--- Excerpt provided ---
··········
English noble (1779-1836)

Anne Elizabeth Temple-Nugent-Brydges-Chandos-Grenville, Duchess of Buckingham and Chandos, Lady Kinloss (née Brydges, 27 October 1779 – 15 May 1836), styled Countess Temple from 1796 to 1813 and The Marchioness of Buckingham from 1813 to 1822, was an English peeress.

==Life==
Anna Eliza Brydges was born in 1779 as the only child of James Brydges, 3rd Duke of Chandos and Anne Eliza Elletson (nee Gamon). By the time she was six, her parents had agreed that they planned to marry her to the boy who would be the 1st Duke of Buckingham and Chandos. This could have been a classic arranged marriage, but the betrothed were in contact by age 14, and they were keen to become partners.

Her mother's first husband had been Roger Hope Elletson (1723-1775), Lieutenant Governor of Jamaica, who had left her mother the Hope Plantation in Saint Andrew Parish, Jamaica. They married in 1775, and he died the same year, leaving her as an absentee manager.
··········
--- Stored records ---
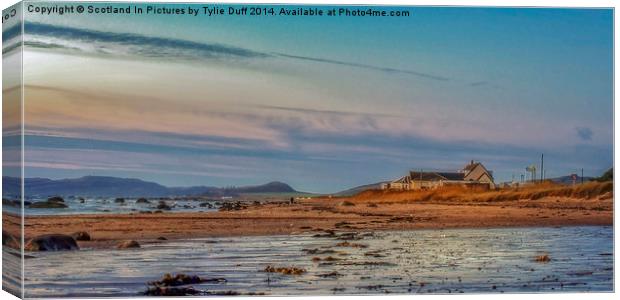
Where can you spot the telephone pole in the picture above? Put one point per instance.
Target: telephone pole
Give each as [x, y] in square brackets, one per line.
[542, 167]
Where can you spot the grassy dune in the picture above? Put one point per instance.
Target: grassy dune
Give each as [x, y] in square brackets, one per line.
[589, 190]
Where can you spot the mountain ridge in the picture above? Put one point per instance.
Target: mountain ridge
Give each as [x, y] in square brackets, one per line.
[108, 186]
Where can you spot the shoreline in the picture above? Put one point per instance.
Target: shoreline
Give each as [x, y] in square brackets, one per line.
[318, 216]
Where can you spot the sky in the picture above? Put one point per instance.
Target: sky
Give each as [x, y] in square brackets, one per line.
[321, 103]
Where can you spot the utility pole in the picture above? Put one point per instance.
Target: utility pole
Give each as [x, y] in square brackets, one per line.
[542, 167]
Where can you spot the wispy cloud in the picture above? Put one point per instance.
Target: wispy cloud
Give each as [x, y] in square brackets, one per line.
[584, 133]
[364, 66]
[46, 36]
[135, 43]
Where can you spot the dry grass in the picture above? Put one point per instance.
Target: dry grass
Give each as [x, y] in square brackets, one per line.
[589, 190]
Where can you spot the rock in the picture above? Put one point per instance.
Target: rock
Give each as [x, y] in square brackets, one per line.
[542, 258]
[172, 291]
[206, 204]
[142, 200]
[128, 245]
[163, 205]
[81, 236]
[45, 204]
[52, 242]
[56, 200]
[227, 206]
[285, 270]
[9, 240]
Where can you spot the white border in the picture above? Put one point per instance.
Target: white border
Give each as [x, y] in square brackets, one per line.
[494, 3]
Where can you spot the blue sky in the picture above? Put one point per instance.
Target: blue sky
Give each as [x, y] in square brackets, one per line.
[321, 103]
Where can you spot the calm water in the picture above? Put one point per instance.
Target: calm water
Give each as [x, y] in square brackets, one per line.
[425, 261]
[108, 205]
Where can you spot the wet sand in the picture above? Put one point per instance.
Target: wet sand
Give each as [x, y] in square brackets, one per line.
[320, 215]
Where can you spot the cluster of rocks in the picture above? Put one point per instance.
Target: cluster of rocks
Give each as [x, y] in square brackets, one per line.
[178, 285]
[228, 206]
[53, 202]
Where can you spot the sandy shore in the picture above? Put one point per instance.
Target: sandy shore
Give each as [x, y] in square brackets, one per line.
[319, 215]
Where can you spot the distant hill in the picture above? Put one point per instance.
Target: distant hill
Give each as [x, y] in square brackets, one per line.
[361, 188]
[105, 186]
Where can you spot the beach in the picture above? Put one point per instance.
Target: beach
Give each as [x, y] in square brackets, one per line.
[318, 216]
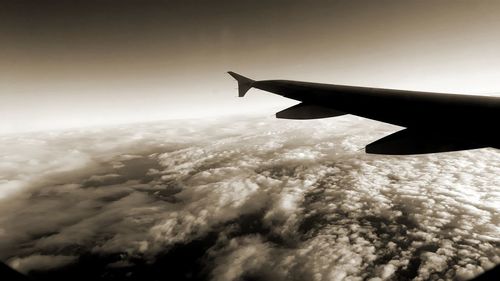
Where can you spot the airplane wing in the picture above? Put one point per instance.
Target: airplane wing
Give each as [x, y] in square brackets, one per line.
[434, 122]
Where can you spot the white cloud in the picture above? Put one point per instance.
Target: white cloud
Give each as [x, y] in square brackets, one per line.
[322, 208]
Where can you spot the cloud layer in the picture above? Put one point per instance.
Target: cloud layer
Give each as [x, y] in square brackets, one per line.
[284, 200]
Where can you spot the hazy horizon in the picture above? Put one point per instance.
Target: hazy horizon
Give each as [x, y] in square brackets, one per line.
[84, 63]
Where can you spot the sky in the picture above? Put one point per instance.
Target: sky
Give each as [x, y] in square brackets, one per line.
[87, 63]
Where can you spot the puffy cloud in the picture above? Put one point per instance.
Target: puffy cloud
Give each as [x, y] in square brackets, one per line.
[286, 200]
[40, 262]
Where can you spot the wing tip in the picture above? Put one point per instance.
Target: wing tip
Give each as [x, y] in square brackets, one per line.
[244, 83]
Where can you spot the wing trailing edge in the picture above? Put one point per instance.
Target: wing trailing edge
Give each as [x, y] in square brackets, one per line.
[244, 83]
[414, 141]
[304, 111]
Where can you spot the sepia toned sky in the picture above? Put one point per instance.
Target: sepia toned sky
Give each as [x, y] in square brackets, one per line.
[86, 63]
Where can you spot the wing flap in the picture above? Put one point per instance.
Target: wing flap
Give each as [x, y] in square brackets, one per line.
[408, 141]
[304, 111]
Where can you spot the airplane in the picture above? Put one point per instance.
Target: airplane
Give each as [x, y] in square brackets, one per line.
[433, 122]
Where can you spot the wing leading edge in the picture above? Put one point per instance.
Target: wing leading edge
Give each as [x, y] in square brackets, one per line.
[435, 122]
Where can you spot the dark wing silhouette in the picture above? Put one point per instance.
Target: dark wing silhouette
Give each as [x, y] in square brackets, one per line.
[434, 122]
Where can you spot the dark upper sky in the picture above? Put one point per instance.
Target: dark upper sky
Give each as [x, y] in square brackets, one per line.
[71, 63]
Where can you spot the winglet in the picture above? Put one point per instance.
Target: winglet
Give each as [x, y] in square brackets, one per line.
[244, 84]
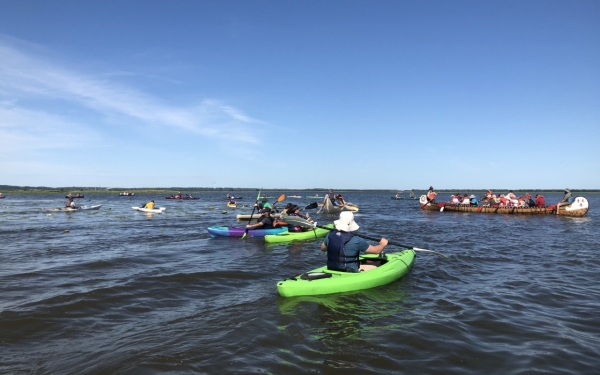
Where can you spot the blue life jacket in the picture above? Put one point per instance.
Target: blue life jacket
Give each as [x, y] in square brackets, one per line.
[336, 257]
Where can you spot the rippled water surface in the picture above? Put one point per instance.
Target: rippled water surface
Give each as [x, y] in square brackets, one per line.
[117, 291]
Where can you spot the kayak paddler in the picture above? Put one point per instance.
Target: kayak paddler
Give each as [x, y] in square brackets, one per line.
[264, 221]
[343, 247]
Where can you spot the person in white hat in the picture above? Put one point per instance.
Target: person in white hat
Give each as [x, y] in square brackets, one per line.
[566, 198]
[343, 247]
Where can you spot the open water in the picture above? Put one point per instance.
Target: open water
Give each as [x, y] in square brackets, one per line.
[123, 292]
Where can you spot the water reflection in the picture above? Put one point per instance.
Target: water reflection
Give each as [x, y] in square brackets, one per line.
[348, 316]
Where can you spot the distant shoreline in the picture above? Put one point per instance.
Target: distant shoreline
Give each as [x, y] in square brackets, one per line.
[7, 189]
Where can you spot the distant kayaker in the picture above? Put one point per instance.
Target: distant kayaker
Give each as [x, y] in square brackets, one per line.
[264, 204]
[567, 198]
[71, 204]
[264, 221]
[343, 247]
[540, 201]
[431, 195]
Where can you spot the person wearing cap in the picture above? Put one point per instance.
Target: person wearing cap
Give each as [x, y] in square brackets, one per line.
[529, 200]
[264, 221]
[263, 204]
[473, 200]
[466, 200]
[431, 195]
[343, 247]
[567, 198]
··········
--- Instructions for the task ---
Alter the biographical excerpt by copying everything from "Anne Elizabeth Temple-Nugent-Brydges-Chandos-Grenville, Duchess" down to "an English peeress." with "peeress" replaced by "noblewoman". Rely only on the biographical excerpt, not on the lines.

--- Final answer ---
Anne Elizabeth Temple-Nugent-Brydges-Chandos-Grenville, Duchess of Buckingham and Chandos, Lady Kinloss (née Brydges, 27 October 1779 – 15 May 1836), styled Countess Temple from 1796 to 1813 and The Marchioness of Buckingham from 1813 to 1822, was an English noblewoman.